=== What you will do ===
Transcribe the material below word for word, starting at the line that contains "road with a single marker." and continuing through the last line of the material, including both ends.

Dataset excerpts on object pointing
**********

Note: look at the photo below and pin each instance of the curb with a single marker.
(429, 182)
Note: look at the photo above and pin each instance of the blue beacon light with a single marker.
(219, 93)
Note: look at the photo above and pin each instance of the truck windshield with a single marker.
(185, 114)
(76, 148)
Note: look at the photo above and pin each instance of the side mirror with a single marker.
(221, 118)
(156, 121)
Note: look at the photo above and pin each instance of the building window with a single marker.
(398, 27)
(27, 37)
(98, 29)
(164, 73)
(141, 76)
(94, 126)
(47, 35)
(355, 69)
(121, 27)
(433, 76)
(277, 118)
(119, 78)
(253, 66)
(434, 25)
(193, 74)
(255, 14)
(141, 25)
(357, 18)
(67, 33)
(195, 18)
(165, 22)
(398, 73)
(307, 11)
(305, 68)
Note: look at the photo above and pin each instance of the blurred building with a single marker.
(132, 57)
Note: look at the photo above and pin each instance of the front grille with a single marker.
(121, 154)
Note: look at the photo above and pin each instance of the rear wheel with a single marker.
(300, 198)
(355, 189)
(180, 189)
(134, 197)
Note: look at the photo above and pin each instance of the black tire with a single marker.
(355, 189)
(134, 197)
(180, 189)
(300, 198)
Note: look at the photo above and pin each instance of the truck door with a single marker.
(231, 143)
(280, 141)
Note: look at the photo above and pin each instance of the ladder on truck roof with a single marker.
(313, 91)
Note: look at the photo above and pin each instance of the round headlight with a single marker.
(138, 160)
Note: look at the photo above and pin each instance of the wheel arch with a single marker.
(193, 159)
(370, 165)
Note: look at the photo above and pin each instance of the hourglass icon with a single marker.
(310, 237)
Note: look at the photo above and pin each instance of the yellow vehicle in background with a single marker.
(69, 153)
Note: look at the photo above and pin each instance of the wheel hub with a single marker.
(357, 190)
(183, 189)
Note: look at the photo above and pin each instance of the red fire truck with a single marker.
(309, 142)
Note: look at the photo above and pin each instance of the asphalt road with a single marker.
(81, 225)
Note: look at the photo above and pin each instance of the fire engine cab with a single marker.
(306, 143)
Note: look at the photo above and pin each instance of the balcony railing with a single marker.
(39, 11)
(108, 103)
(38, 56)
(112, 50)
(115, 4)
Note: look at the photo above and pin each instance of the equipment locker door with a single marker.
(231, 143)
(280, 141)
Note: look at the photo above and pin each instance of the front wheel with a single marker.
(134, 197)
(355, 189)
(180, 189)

**********

=== Solution for this exercise ===
Note: look at the photo above and pin each instance of the asphalt road with a single marker.
(81, 225)
Note: look at the photo above and pin each instance of the fire engine cab with a single marker.
(306, 143)
Note: look at the photo above and pin each instance of the balcony railing with a single marker.
(39, 11)
(108, 103)
(38, 56)
(112, 50)
(115, 4)
Note: look at the photo above and pin each instance of the equipment locker door with a single marker.
(231, 143)
(280, 141)
Note: look at the photo above and pin each instance of the front wheel with a single marker.
(134, 197)
(355, 189)
(180, 189)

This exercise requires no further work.